─── Отрывок
Премия Андрея Белого, только что отметившая тридцатилетие, переживает крупнейший кризис в своей истории; такой, что, может, и не переживет. Достигли предела противоречия двух групп внутри премиального комитета: между основателями премии, рыцарями петербуржской вольной словесности Борисом Ивановым и Борисом Останиным и командой их более молодых коллег, чьи имена прозвучат ниже. Старики хотели изменений в регламенте (прежде всего — введения новых номинаций) и более бодрой ротации жюри, «молодых» конфигурация комитета (комитет и жюри — одно и то же) устраивала, а введение новых номинаций они не считали оправданным. Впрочем, важны не подробности разногласий, а тот факт, что они привели к жесткой психологической несовместимости. Ситуация закачалась на ребре. Основатели Останин и Иванов зарегистрировали на свое имя марку премии, а также Устав и Положение, в которых закрепили свое право на концептуальные решения по регламенту. В ответ обиженная молодежь напечатала заявление от лица Комитета премии Андрея Белого (подписанное, однако, лишь отдельными его членами: Борисом Дубиным, Дмитрием Кузьминым, Виктором Лапицким и Глебом Моревым, а также поддержанное Анатолием Барзахом). В заявлении сообщено, что Останин и Иванов пусть и заслуженные, но вредители, что они (напомню, основатели, давшие в свое время согласие на пополнение комитета будущими бунтовщиками!) отстраняются от присуждения премии по номинациям «Проза», «Поэзия» и «Гуманитарные исследования» и могут лишь определять лауреата в номинации «За заслуги». Кроме того, выражено желание пополнить комитет новыми лицами: Андреем Левкиным, Аркадием Драгомощенко (призванным символизировать связь эпох) и Данилой Давыдовым.
──────
─── Предоставленные материалы
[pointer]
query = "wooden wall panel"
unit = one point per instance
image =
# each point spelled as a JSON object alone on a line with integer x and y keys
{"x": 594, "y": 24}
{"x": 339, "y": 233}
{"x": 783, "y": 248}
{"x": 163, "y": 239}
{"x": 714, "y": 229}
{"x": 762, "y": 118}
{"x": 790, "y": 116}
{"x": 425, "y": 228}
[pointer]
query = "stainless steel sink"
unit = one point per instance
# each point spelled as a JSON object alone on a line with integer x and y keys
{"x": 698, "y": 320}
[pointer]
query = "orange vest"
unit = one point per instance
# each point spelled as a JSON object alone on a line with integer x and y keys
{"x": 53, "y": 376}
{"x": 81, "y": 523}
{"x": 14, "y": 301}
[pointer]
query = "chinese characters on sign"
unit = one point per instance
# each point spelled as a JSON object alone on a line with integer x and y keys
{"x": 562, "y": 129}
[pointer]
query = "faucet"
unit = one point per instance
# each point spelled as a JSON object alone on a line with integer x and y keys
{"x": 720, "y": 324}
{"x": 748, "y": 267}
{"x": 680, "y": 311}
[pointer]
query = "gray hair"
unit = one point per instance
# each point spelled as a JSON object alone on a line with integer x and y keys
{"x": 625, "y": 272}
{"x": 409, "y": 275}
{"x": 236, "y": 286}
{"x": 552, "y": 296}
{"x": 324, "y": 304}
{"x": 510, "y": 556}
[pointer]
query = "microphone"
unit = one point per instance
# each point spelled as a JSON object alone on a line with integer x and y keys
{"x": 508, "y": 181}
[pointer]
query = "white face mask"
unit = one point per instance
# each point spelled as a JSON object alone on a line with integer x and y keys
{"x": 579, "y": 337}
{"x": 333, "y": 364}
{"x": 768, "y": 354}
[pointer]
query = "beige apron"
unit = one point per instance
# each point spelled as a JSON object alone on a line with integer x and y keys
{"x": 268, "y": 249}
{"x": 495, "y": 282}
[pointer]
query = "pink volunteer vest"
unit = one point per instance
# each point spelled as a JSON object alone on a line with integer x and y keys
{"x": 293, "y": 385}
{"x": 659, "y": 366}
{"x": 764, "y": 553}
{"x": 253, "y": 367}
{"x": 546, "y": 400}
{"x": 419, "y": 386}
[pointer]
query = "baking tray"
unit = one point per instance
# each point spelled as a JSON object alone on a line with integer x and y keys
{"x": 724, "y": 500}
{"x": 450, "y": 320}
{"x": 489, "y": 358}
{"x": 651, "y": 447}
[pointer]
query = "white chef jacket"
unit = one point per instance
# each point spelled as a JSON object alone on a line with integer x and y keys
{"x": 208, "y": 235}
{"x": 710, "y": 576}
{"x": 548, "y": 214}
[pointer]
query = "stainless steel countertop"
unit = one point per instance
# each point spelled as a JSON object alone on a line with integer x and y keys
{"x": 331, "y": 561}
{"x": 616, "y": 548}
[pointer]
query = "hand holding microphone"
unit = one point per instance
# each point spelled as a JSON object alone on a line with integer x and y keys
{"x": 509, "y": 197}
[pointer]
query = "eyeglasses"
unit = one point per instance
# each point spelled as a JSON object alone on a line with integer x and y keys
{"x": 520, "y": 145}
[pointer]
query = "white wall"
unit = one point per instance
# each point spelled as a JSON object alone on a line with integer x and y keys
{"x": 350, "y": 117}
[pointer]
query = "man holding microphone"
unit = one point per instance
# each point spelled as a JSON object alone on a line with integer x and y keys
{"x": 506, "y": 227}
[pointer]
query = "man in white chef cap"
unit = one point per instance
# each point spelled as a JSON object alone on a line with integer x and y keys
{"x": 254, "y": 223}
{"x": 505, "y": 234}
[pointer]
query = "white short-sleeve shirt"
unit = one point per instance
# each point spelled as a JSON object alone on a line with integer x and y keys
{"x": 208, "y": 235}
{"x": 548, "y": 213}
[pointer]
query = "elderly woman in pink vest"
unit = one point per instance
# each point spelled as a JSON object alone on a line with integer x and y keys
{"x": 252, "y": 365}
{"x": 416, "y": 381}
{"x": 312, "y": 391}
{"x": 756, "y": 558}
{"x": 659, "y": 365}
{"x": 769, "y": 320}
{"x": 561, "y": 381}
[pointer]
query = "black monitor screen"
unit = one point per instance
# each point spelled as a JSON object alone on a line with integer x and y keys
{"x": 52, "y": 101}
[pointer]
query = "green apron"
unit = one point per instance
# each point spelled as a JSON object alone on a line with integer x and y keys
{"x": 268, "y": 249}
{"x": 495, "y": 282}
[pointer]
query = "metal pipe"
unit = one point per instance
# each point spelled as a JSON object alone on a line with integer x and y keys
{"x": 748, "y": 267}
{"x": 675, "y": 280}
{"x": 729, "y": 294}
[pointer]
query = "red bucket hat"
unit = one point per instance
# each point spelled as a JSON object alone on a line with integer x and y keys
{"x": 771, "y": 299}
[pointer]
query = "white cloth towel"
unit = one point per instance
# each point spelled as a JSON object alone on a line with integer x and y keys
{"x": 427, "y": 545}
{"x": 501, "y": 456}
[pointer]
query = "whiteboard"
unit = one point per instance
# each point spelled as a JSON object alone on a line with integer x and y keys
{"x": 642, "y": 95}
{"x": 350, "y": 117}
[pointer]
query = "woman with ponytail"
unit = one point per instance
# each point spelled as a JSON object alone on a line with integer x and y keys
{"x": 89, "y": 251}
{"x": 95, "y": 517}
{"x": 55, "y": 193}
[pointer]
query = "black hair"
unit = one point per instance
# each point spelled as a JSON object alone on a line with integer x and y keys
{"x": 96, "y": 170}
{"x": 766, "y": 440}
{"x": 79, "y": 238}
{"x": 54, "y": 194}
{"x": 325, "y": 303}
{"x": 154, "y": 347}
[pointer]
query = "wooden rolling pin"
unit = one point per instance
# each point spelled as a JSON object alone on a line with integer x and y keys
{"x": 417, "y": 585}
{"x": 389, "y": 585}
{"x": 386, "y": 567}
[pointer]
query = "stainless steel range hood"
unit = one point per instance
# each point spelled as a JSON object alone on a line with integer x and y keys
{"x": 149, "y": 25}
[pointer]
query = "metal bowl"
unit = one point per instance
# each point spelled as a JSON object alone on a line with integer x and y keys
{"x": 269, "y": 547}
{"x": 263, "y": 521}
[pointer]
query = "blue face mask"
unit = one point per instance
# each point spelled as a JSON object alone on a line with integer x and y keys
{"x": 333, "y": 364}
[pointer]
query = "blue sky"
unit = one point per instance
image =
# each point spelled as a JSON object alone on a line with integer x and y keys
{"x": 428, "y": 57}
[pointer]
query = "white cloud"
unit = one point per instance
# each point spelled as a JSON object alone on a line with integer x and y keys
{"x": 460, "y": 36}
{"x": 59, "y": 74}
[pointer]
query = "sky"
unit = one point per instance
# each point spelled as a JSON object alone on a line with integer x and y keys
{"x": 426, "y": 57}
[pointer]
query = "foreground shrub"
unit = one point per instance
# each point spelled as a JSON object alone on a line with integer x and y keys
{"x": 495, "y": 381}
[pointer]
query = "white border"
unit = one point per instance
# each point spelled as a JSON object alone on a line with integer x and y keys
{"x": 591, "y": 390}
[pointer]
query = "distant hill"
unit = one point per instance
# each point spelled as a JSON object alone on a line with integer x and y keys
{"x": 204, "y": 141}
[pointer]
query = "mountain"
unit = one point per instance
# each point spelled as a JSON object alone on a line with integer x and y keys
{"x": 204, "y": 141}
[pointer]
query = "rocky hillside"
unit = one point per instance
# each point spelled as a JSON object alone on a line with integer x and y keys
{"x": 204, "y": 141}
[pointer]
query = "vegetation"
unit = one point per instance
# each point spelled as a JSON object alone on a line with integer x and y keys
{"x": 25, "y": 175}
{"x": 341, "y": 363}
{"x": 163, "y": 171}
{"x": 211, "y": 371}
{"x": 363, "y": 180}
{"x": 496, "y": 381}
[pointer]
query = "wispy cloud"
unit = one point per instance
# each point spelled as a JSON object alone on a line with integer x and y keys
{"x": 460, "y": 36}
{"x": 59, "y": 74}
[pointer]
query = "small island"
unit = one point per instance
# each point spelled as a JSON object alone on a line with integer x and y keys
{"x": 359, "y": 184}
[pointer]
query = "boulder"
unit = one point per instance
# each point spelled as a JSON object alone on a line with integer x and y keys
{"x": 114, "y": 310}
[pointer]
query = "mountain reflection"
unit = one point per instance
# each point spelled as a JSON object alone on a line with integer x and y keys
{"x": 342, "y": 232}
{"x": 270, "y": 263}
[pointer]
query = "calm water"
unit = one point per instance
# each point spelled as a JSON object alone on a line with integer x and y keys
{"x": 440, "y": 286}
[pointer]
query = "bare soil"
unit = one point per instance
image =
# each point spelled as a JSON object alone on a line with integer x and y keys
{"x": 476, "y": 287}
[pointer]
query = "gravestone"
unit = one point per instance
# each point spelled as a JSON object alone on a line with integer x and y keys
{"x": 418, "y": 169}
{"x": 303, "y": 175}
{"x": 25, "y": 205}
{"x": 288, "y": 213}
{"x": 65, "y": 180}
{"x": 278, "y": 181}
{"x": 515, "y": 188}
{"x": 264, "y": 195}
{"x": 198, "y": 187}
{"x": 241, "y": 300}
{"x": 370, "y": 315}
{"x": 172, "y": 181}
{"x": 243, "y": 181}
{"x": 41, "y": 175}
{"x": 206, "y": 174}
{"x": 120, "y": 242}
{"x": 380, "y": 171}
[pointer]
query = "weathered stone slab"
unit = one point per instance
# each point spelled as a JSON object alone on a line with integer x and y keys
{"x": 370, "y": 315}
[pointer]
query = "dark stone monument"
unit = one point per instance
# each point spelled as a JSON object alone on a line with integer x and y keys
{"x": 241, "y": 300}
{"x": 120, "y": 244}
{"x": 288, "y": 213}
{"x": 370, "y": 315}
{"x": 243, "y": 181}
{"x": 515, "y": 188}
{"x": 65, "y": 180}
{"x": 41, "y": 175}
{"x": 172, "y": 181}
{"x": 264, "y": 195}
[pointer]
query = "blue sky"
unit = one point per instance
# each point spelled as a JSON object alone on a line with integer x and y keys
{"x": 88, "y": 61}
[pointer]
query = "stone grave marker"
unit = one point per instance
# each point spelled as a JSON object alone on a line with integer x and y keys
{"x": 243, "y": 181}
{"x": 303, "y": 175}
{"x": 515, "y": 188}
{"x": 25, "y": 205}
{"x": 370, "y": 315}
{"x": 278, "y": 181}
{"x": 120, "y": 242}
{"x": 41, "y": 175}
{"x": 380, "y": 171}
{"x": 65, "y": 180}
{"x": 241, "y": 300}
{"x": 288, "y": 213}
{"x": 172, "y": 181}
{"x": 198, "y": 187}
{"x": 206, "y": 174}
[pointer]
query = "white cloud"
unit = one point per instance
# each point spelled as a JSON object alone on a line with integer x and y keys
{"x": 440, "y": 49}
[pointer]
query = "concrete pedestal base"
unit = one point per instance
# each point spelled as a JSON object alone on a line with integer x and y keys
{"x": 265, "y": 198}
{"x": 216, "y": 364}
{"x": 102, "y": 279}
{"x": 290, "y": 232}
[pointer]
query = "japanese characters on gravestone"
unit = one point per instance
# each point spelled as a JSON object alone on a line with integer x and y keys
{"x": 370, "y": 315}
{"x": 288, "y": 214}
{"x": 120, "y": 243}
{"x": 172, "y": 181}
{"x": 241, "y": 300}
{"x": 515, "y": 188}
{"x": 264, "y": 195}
──────
Задание 1:
Перескажите кратко, в виде списка, абзац отрывка, начинающийся словами «Премия Андрея Белого, только что отметившая тридцатилетие», сохранив его главные факты.
Задание 2:
Какие номинации премии упомянуты в отрывке? Перечислите все.
Задание 3:
Согласуются ли с отрывком эти утверждения? Для каждого ответьте «да» или «нет» и дословно приведите решающие слова отрывка.
(a) Комитет и жюри премии — одно и то же.
(b) Анатолий Барзах подписал заявление от лица Комитета.
(c) Основатели премии хотели введения новых номинаций.
Материалы взяты из другого источника.

Решение задания 1:
- Премия Андрея Белого, только что отметившая тридцатилетие, переживает крупнейший кризис в своей истории.
- Противоречия между основателями премии Борисом Ивановым и Борисом Останиным и их более молодыми коллегами по комитету достигли предела.
- Основатели хотели изменить регламент (прежде всего ввести новые номинации) и активнее обновлять жюри. «Молодых» состав комитета устраивал, а новые номинации они считали неоправданными.
- Разногласия привели к жесткой психологической несовместимости.
- Останин и Иванов зарегистрировали на свое имя марку премии, а также Устав и Положение, закрепив за собой право на концептуальные решения по регламенту.
- В ответ вышло заявление от лица Комитета. Его подписали лишь Борис Дубин, Дмитрий Кузьмин, Виктор Лапицкий и Глеб Морев, а поддержал Анатолий Барзах.
- Заявление отстраняет основателей от присуждения премии в номинациях «Проза», «Поэзия» и «Гуманитарные исследования» и оставляет им только номинацию «За заслуги».
- Заявление предлагает пополнить комитет Андреем Левкиным, Аркадием Драгомощенко и Данилой Давыдовым.

Решение задания 2:
- «Проза»
- «Поэзия»
- «Гуманитарные исследования»
- «За заслуги»

Решение задания 3:
(a) Да: «комитет и жюри — одно и то же».
(b) Нет: «подписанное, однако, лишь отдельными его членами: Борисом Дубиным, Дмитрием Кузьминым, Виктором Лапицким и Глебом Моревым, а также поддержанное Анатолием Барзахом».
(c) Да: «Старики хотели изменений в регламенте (прежде всего — введения новых номинаций)».